[数据集摘录]
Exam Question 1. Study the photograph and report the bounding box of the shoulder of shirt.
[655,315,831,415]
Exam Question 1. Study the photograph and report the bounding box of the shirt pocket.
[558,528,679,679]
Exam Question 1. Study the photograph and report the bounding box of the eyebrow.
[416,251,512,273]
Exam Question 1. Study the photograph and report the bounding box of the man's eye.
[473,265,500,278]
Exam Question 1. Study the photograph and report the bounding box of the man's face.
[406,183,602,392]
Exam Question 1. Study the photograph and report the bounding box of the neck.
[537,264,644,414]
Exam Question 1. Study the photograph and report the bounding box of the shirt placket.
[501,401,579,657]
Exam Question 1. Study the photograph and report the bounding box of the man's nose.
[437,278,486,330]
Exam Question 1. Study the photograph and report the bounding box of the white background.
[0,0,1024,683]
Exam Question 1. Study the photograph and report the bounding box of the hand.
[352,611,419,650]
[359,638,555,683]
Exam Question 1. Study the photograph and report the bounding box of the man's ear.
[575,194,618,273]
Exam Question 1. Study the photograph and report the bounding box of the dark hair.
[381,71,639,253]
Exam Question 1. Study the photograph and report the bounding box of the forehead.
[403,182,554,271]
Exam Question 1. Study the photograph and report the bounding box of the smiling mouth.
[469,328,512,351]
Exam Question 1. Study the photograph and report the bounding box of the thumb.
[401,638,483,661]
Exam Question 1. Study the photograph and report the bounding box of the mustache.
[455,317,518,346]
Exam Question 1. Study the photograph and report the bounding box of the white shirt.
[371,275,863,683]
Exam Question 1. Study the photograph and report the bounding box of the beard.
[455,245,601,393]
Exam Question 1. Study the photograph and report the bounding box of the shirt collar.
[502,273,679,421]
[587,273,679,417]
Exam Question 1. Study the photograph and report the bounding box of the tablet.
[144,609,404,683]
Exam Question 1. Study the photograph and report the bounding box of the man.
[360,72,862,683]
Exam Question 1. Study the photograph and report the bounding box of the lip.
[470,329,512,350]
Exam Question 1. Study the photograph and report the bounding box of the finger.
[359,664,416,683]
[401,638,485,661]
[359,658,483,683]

◆ **待办任务**:
请改写上面的全部条目：把其中的"report"一律换成"give"，其余内容保持不变。

◆ **任务答案**:
Exam Question 1. Study the photograph and give the bounding box of the shoulder of shirt.
[655,315,831,415]
Exam Question 1. Study the photograph and give the bounding box of the shirt pocket.
[558,528,679,679]
Exam Question 1. Study the photograph and give the bounding box of the eyebrow.
[416,251,512,273]
Exam Question 1. Study the photograph and give the bounding box of the man's eye.
[473,265,500,278]
Exam Question 1. Study the photograph and give the bounding box of the man's face.
[406,183,602,392]
Exam Question 1. Study the photograph and give the bounding box of the neck.
[537,264,644,414]
Exam Question 1. Study the photograph and give the bounding box of the shirt placket.
[501,401,579,657]
Exam Question 1. Study the photograph and give the bounding box of the man's nose.
[437,278,486,330]
Exam Question 1. Study the photograph and give the bounding box of the white background.
[0,0,1024,683]
Exam Question 1. Study the photograph and give the bounding box of the hand.
[352,611,419,650]
[359,638,555,683]
Exam Question 1. Study the photograph and give the bounding box of the man's ear.
[575,194,618,273]
Exam Question 1. Study the photograph and give the bounding box of the dark hair.
[381,71,639,253]
Exam Question 1. Study the photograph and give the bounding box of the forehead.
[403,182,554,271]
Exam Question 1. Study the photograph and give the bounding box of the smiling mouth.
[469,328,512,351]
Exam Question 1. Study the photograph and give the bounding box of the thumb.
[401,638,483,661]
Exam Question 1. Study the photograph and give the bounding box of the mustache.
[455,317,518,346]
Exam Question 1. Study the photograph and give the bounding box of the white shirt.
[371,275,863,683]
Exam Question 1. Study the photograph and give the bounding box of the beard.
[455,245,601,393]
Exam Question 1. Study the photograph and give the bounding box of the shirt collar.
[502,273,679,421]
[587,273,679,417]
Exam Question 1. Study the photograph and give the bounding box of the tablet.
[144,609,404,683]
Exam Question 1. Study the photograph and give the bounding box of the man.
[360,72,862,683]
Exam Question 1. Study the photograph and give the bounding box of the lip.
[470,329,512,350]
Exam Question 1. Study the photograph and give the bounding box of the finger.
[359,664,416,683]
[401,638,485,661]
[359,658,483,683]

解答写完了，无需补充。